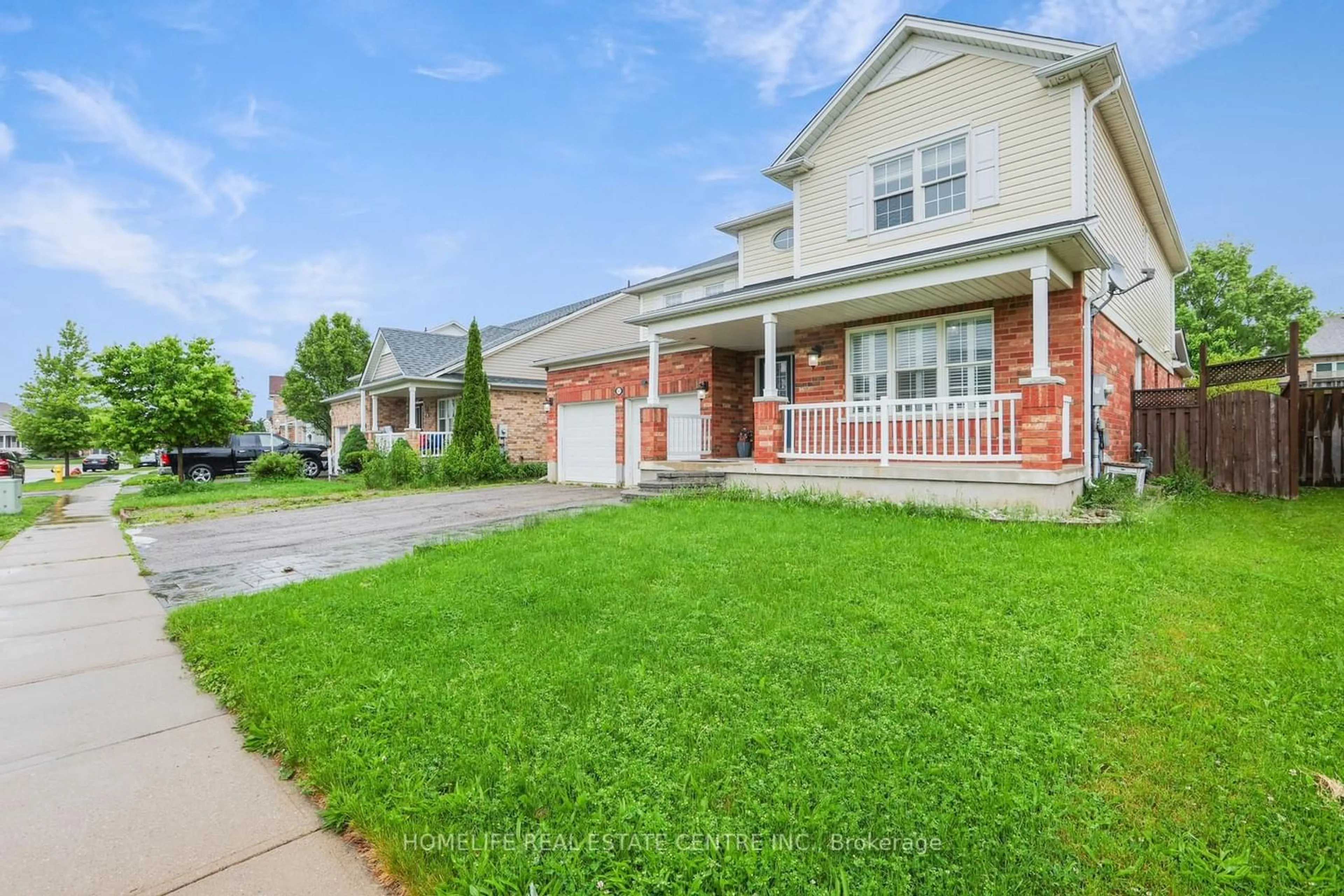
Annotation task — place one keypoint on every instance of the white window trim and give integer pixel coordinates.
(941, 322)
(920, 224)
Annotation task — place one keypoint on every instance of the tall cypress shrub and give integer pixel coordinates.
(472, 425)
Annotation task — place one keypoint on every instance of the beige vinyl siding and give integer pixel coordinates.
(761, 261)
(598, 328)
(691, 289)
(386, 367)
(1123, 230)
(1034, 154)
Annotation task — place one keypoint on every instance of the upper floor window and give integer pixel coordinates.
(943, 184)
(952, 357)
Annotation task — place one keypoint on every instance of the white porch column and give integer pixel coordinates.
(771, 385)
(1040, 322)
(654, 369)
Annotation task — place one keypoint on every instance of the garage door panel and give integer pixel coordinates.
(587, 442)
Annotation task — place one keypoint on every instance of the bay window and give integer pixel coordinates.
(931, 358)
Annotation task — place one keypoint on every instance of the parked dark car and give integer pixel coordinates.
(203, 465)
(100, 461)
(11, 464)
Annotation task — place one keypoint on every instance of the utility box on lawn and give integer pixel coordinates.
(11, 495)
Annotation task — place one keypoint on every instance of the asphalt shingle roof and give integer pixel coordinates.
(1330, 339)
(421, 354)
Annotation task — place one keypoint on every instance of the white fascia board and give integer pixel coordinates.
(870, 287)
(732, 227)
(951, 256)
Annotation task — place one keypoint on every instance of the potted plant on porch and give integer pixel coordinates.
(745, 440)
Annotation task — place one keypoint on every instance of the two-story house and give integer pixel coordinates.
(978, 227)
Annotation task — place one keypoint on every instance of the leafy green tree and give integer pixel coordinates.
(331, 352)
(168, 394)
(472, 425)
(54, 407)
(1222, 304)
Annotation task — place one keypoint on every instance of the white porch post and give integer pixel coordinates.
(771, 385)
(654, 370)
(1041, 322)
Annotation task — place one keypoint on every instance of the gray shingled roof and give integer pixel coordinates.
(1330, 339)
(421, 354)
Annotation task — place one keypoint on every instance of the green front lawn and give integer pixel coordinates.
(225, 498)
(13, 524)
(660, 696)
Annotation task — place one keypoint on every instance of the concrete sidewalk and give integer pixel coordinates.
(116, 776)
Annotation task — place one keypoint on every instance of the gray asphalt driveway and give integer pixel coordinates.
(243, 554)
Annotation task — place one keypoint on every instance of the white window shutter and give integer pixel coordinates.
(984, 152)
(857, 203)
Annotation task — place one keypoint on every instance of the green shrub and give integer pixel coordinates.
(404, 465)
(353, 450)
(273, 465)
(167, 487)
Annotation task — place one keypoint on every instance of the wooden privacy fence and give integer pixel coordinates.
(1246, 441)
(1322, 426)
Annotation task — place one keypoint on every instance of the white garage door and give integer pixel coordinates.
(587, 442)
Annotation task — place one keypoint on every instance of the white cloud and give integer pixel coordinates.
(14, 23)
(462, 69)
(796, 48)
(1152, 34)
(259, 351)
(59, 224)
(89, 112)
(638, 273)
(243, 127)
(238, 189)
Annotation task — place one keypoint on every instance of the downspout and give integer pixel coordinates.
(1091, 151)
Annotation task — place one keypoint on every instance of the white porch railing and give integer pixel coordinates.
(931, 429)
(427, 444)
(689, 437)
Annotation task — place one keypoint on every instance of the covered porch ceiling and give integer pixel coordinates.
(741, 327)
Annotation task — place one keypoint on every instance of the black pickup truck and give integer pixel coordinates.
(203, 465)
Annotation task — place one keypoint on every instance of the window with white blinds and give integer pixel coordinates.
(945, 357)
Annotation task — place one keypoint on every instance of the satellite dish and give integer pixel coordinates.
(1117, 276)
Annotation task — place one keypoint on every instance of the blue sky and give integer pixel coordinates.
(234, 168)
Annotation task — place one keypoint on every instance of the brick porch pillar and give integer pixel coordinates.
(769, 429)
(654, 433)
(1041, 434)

:::

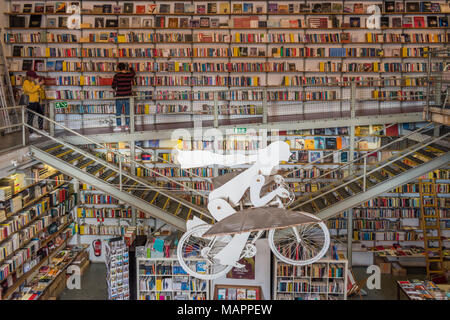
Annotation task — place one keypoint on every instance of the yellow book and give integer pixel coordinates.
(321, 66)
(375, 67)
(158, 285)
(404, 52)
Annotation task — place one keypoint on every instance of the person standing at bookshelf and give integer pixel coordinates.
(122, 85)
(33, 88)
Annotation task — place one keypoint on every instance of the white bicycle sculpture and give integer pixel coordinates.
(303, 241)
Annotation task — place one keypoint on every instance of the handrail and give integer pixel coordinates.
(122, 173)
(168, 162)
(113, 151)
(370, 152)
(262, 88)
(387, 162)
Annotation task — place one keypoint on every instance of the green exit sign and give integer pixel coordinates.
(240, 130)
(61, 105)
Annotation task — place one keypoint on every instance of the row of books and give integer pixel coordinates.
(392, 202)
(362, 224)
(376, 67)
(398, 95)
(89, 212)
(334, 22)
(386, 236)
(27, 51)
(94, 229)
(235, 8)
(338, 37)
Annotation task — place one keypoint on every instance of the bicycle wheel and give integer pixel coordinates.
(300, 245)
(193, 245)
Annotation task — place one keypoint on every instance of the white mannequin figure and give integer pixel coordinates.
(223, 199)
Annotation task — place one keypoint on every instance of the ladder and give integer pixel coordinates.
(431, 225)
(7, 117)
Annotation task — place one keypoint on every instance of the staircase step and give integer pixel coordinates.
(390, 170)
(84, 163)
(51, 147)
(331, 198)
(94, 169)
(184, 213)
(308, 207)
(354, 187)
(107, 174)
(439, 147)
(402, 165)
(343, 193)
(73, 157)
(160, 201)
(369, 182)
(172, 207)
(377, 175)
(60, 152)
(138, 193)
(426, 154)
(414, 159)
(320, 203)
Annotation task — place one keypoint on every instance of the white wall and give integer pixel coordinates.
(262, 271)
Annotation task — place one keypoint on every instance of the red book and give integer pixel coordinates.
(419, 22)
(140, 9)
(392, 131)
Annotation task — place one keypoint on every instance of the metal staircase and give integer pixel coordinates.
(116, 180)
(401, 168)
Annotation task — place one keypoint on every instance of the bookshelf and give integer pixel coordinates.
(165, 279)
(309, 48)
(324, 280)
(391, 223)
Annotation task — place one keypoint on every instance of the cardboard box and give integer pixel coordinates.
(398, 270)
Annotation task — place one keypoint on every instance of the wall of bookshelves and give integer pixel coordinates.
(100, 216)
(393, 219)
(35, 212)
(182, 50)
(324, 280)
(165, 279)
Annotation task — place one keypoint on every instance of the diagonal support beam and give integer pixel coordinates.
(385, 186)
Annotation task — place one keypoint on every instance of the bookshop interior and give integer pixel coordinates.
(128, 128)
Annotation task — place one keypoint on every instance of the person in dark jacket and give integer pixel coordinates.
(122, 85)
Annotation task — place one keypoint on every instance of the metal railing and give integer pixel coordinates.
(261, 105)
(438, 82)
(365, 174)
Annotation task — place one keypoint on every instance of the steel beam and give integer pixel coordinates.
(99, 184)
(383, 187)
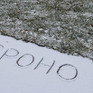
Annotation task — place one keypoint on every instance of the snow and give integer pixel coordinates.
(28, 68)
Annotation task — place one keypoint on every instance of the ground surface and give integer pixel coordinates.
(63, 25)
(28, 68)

:::

Stated task
Count the lines above that contain the word "beam", matching case exactly, and reply with the number alone.

Solution to this task
2